# What this exercise asks
**a.** Repeat the part of the racing pedals thread from "at the bottom" up to and including "the top screws.".
**b.** Using the racing pedals thread, answer these:
(i) What brand of pedals does jblaze have?
(ii) What color is the cover jblaze took off the front of the pedal?
(iii) How many screws are there for each side at the bottom?
**c.** Resume the racing pedals thread from the point where it stops.

# Text segment
+++++
# Racing Pedals



## specV02 (Jul 15, 2002)

I have searched and can not find on the board nor in any local store a set of sport pedals that actually fit my 02 spec v because the gas pedal is one solid piece. I know there has to be some out there ot a mod. to make the usual ones fit so any info any one can post or links or anything would rock, I am sure I can not be the only one out there looking for something to provide better grip to these pedals..


----------



## jblaze (Jan 30, 2003)

I have APC's...I know they are rice but I liked the way they looked. I understand what you mean by not fitting the gas pedal. I had to modify the bars in the back to make mine fit. You can check it out at :
http://members.cardomain.com/SlvrSpecV


----------



## specV02 (Jul 15, 2002)

What did u have to modifiy? those types of pedals are exactly what I want since I have the black and red interior personally don't think they are rice unless you go braggin about how much more power you have since you have the "sweet sport pedals"  

bTW car looks nice and clean


----------



## jblaze (Jan 30, 2003)

Yeah I am takin more pix today when i get the tint and debadge done. If you look at the pedal from the back there are 2 long pieces of metal that attach at the top on each side. The pieces run the whole way to the bottom. I took off the red cover on the front to expose the screws that hold the two long metal pieces at the top. Unscrewed the two screws so I could take off the two long pieces of metal ( make sure you dont lose the springs...you will need them later). There is a little lip about 1/2 down the pieces of metal. I cut off the rest of the long metal pieces after the little lip. The little lips will attach behind the pedal at the top...make sure you put the spings back in at the top before you replace the long metal pieces


----------



## specV02 (Jul 15, 2002)

so you have nothing holding the bottom of the pedals on??? Just curious as I don't want to have the pedals slidding around on me....


----------



## jblaze (Jan 30, 2003)

at the bottom there is a long bar and two screws for each side. they will atttach behind teh lip of the pedal...tighten them down first tehn do the top screws.


----------



## jblaze (Jan 30, 2003)
+++++
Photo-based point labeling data
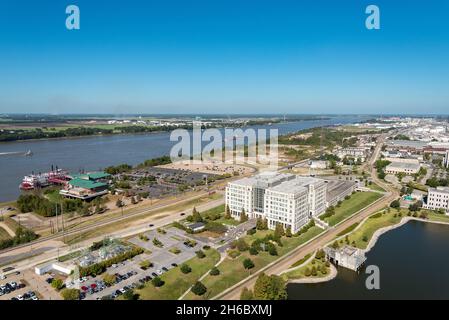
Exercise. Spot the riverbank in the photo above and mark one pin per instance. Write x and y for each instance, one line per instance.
(360, 230)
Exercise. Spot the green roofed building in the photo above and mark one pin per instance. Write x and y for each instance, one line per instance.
(86, 186)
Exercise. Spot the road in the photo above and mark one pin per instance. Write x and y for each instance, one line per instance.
(286, 261)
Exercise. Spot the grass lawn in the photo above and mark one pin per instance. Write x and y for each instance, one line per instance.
(176, 282)
(232, 270)
(301, 261)
(364, 233)
(221, 211)
(4, 235)
(358, 201)
(375, 187)
(437, 216)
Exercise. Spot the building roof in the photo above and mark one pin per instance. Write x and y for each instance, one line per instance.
(403, 165)
(86, 184)
(91, 175)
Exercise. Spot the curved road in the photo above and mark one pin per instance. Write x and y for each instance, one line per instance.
(286, 261)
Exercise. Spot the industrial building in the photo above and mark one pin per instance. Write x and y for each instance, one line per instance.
(284, 199)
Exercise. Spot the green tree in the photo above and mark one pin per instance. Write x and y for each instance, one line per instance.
(70, 294)
(199, 289)
(288, 232)
(279, 231)
(270, 288)
(214, 271)
(248, 264)
(157, 282)
(200, 254)
(130, 295)
(58, 284)
(243, 216)
(185, 268)
(246, 294)
(228, 213)
(109, 279)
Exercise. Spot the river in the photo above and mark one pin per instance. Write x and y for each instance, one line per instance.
(413, 261)
(97, 152)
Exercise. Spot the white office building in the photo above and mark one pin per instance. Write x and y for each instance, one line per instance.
(438, 198)
(280, 198)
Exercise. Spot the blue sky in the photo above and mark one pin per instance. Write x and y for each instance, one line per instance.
(224, 56)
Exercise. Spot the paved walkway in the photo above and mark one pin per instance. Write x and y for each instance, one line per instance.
(7, 229)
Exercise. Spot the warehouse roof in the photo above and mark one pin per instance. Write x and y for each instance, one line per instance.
(86, 184)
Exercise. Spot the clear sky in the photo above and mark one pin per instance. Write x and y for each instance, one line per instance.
(224, 56)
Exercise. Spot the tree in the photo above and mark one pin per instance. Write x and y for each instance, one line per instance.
(270, 288)
(259, 224)
(199, 289)
(279, 231)
(246, 294)
(70, 294)
(248, 264)
(130, 295)
(185, 268)
(109, 279)
(200, 254)
(119, 203)
(214, 271)
(241, 245)
(196, 216)
(243, 216)
(253, 251)
(157, 282)
(395, 204)
(58, 284)
(288, 232)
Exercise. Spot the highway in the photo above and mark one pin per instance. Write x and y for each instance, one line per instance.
(286, 261)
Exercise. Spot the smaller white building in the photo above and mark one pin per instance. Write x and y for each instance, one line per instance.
(408, 167)
(437, 198)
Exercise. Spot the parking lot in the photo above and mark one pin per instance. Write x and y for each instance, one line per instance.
(13, 287)
(129, 274)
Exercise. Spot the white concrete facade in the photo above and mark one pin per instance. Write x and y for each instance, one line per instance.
(438, 198)
(280, 198)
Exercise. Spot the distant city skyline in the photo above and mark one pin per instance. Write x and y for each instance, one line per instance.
(224, 57)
+++++
# Per-task outputs
**a.**
at the bottom there is a long bar and two screws for each side. they will atttach behind teh lip of the pedal...tighten them down first tehn do the top screws.

**b.**
(i) APC's
(ii) Red
(iii) Two

**c.**
i can take more pix today and post them on my sight


----------



## jblaze (Jan 30, 2003)

also when everything is done you might want to clip the extra screw slack out. i didtn do this at first and i had a plastic floor mat ovre my ser mats and teh screws kept pulling up my plastic mat and messing my up when i shifted..Dont cut too much off...just a little


----------



## specV02 (Jul 15, 2002)

Yeah if you could post the pics that would help...btw were did u get your pedals, no around me sells them...


----------



## jblaze (Jan 30, 2003)

i got mine off ebay...they were 13 plus 5 for shipping. just look under pedals when you do a search...i wont be able to post pix till later on monday when i get to work. but i will get them up.


----------



## specV02 (Jul 15, 2002)

Thanks for the help.. u can hold on the pics for my account unless u just want to post them up to show them...followed your idea and get the ones I use to have on my honda on, I have th touring ones I purchased form manhonda.com. All I did on the gas pedal was remove the top plate behind the to spring screws, then put them on and cranked the screws down, they are on super tight and don't see any reason for them to slip. Most people say remove the rubber pads on your existing pedals but I left mine to give me a even tighter fit plus give the pedal something to stick in to. I will post pics of mine shortly..


----------



## chimmike (Oct 17, 2002)

racing pedals go woooooo woooooooooooooo


----------



## Guest (Mar 31, 2003)

*TURBO & GROUND KITS*

WHERE CAN I FIND TURBO KIT AND GROUND KIT FOR SPEC V O2?


----------



## sr20dem0n (Mar 19, 2003)

*Re: TURBO & GROUND KITS*



Izzy Spec V said:


> *WHERE CAN I FIND TURBO KIT AND GROUND KIT FOR SPEC V O2? *


1) turn of caps lock
2) search
3) read
4) don't ask questions about ground kits and turbos in a racing pedal thread

www.b15sentra.net
www.forcedinductionracing.com

looks like you have a lot of reading to do


----------



## chimmike (Oct 17, 2002)

when he finds out the turbo kit costs more than a grand, he won't buy it, LOL.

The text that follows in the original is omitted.